Excerpted text →
So when we are starting doing that, like when hacking is starts like having interference also with our physical lives, I think we need to, to take a step back and we need to think what's going on, why we are not preventing it enough, okay? And the main reason that we see is that digital exposure is bigger than ever. Okay? So why is that happens? Because it's like, it's like a city, okay? Our organizations, we have built, we've been building buildings all over the city, but are we monitoring them?
And our work with enterprise have shown us that around 30% of external tax surface management is unknown to the organization itself. So if 30% is unknown, how can we really monitor and defend it if we don't know it? Okay? And this happens for several reasons.
We, we have digital transformation, we have cloud, we have remote work. Third, more, third party than ever. So the first problem is that is 30%, okay? In the past level. And that is from our experience and also some sources that we see that more or less, 30% of it is shadow. Okay? So they don't know it. So how to prevent cyber attacks, that's easy, right? So I like this, this figure here, okay? So this is basically how hack see cybersecurity. So if we see cybersecurity, we, it's goes down between two ways. Offensive and defensive, right?
We focus a lot on defensive, but if we look at it, everything starts at two things on the core.

Supplied material →
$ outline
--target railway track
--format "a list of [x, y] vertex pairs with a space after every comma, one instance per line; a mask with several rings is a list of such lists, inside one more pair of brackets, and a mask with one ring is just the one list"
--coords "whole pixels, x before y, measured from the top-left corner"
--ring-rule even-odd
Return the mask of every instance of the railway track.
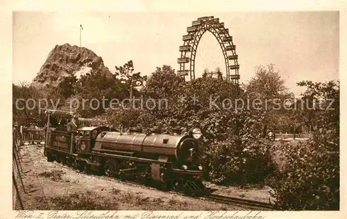
[[257, 209], [262, 210], [276, 210], [275, 207], [269, 203], [257, 202], [255, 200], [246, 200], [244, 198], [239, 198], [235, 197], [223, 196], [217, 194], [210, 194], [202, 195], [208, 200], [211, 200], [216, 202], [220, 202], [228, 204], [236, 204], [242, 207], [252, 207]]
[[[72, 169], [73, 170], [76, 171], [76, 173], [81, 173], [79, 170], [74, 169], [74, 168], [71, 168], [71, 167], [67, 166], [65, 165], [63, 165], [62, 164], [58, 164], [59, 166], [63, 168], [69, 168], [69, 169]], [[93, 171], [92, 171], [93, 172]], [[122, 182], [124, 184], [126, 184], [128, 185], [131, 185], [131, 186], [137, 186], [142, 188], [146, 188], [146, 189], [153, 189], [156, 190], [158, 189], [155, 189], [152, 186], [149, 186], [148, 185], [143, 184], [135, 181], [131, 181], [131, 180], [124, 180], [121, 179], [119, 178], [114, 178], [114, 177], [107, 177], [105, 175], [100, 175], [95, 174], [96, 173], [90, 173], [92, 175], [94, 175], [94, 177], [99, 179], [105, 179], [108, 181], [115, 181], [118, 182]], [[94, 174], [93, 174], [94, 173]], [[183, 192], [175, 192], [175, 191], [171, 191], [171, 193], [175, 193], [177, 194], [181, 194], [183, 195], [187, 195], [187, 194], [184, 193]], [[258, 202], [258, 201], [255, 201], [255, 200], [247, 200], [247, 199], [244, 199], [244, 198], [235, 198], [235, 197], [230, 197], [230, 196], [223, 196], [221, 195], [217, 195], [217, 194], [206, 194], [206, 195], [198, 195], [198, 196], [191, 196], [189, 195], [191, 198], [205, 198], [206, 200], [211, 200], [212, 202], [219, 202], [219, 203], [223, 203], [223, 204], [233, 204], [233, 205], [237, 205], [237, 206], [241, 206], [241, 207], [247, 207], [248, 209], [254, 209], [257, 210], [276, 210], [276, 208], [274, 205], [270, 204], [270, 203], [266, 203], [266, 202]]]

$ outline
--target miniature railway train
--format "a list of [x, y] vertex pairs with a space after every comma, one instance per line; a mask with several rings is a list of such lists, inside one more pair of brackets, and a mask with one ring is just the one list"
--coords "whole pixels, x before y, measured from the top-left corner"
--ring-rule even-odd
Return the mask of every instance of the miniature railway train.
[[85, 126], [69, 132], [65, 126], [53, 128], [53, 114], [72, 114], [47, 111], [44, 156], [81, 171], [91, 168], [109, 177], [151, 182], [163, 190], [190, 193], [205, 192], [203, 167], [197, 155], [199, 129], [183, 134], [173, 129], [169, 134], [157, 129], [140, 128], [121, 132], [107, 126]]

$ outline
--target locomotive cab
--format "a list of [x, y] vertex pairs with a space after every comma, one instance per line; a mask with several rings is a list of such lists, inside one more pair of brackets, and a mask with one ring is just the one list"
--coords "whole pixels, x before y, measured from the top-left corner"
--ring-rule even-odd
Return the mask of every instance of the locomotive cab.
[[76, 150], [78, 153], [89, 153], [93, 149], [95, 139], [102, 132], [115, 132], [115, 129], [107, 126], [83, 127], [77, 130]]

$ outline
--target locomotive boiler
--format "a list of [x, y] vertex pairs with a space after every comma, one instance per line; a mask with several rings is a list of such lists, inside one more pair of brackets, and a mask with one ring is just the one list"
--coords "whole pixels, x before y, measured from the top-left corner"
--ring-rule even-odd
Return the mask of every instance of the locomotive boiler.
[[162, 134], [155, 128], [121, 132], [107, 126], [82, 127], [74, 133], [48, 132], [48, 161], [62, 161], [80, 170], [96, 169], [109, 177], [150, 182], [164, 190], [205, 191], [197, 153], [198, 128], [184, 134], [180, 129]]

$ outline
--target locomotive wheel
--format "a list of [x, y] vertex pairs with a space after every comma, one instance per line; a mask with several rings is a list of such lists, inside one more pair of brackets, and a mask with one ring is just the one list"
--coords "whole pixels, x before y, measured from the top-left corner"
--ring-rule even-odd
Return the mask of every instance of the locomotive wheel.
[[90, 173], [90, 169], [92, 168], [92, 165], [86, 164], [85, 165], [85, 173]]
[[115, 177], [119, 174], [119, 166], [118, 163], [113, 159], [108, 160], [106, 164], [103, 166], [103, 169], [105, 175], [108, 177]]
[[54, 157], [50, 152], [47, 152], [47, 161], [53, 162], [54, 161]]
[[62, 165], [64, 165], [64, 166], [67, 165], [67, 158], [66, 157], [65, 155], [62, 155], [61, 159], [62, 159]]
[[61, 155], [59, 154], [56, 154], [56, 160], [57, 161], [58, 163], [60, 164], [62, 162]]
[[164, 191], [170, 191], [172, 188], [169, 182], [160, 182], [160, 189]]
[[77, 169], [80, 170], [80, 172], [83, 172], [85, 169], [85, 164], [81, 161], [77, 161]]

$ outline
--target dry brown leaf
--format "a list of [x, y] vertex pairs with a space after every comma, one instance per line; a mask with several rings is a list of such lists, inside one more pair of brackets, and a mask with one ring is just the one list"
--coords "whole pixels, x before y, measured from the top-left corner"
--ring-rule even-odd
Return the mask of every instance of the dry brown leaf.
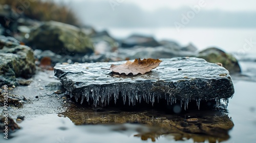
[[124, 73], [127, 75], [132, 73], [136, 75], [140, 73], [143, 75], [158, 66], [161, 62], [162, 61], [159, 59], [151, 58], [142, 60], [136, 59], [133, 62], [127, 61], [126, 63], [121, 65], [112, 64], [110, 69], [120, 74]]

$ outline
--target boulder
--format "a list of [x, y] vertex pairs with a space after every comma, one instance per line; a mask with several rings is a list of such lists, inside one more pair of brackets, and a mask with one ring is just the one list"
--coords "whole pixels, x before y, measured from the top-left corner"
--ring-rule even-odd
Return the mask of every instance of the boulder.
[[49, 50], [58, 55], [84, 55], [94, 51], [91, 39], [83, 29], [53, 21], [32, 30], [29, 40], [34, 49]]
[[131, 47], [136, 45], [155, 47], [160, 44], [153, 37], [134, 34], [124, 39], [121, 46]]
[[197, 54], [195, 57], [202, 58], [211, 63], [221, 63], [230, 74], [241, 72], [238, 61], [232, 55], [216, 47], [208, 48]]
[[103, 70], [112, 64], [98, 62], [54, 67], [67, 92], [77, 102], [84, 100], [95, 106], [106, 105], [112, 99], [122, 99], [125, 104], [145, 102], [153, 105], [159, 100], [167, 104], [180, 101], [186, 109], [190, 101], [227, 100], [234, 93], [233, 85], [225, 68], [197, 58], [163, 59], [152, 72], [136, 76], [118, 75]]
[[0, 49], [0, 86], [16, 86], [18, 84], [16, 77], [28, 78], [35, 72], [33, 50], [27, 46], [8, 40], [8, 38], [12, 39], [0, 37], [0, 44], [2, 45]]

Requests →
1/ Answer these questions using the cybersecurity transcript:
(a) What comparison does the speaker use to describe how organizations have been building?
(b) About what percentage does enterprise work show to be unknown to the organization itself?
(c) Into which two ways does the speaker say cybersecurity divides?
2/ Continue the cybersecurity transcript from the point where it stops.
The material is separate from the cybersecurity transcript.

The results →
1/
(a) A city, where organizations have been building buildings all over it.
(b) Around 30%.
(c) Offensive and defensive.

2/
So vulnerabilities and patching. If we find vulnerabilities and patch, that is the core of cybersecurity, of course we have the, then the payloads, the infrastructure, the business model, wherever, but everything goes to the core of cybersecurity is still vulnerabilities. So it's easy, right? If this is the core, the way to prevent it is basically identifying vulnerabilities, right? That's quite easy. And patch them fast as well. But that is only possible throughout offensive security testing.
The only way for you to identify vulnerabilities is hacking. That's no other way. You just need to find them and then patch it, of course, right? The problem with hacking and testing, see offensive security testing today is that people put it in two buckets, okay? So you do manual testing for example, but bounty, for example, pen testing, wherever.
What, what is that problem? So how many of you do more than one pen test a year?
Not so many, right?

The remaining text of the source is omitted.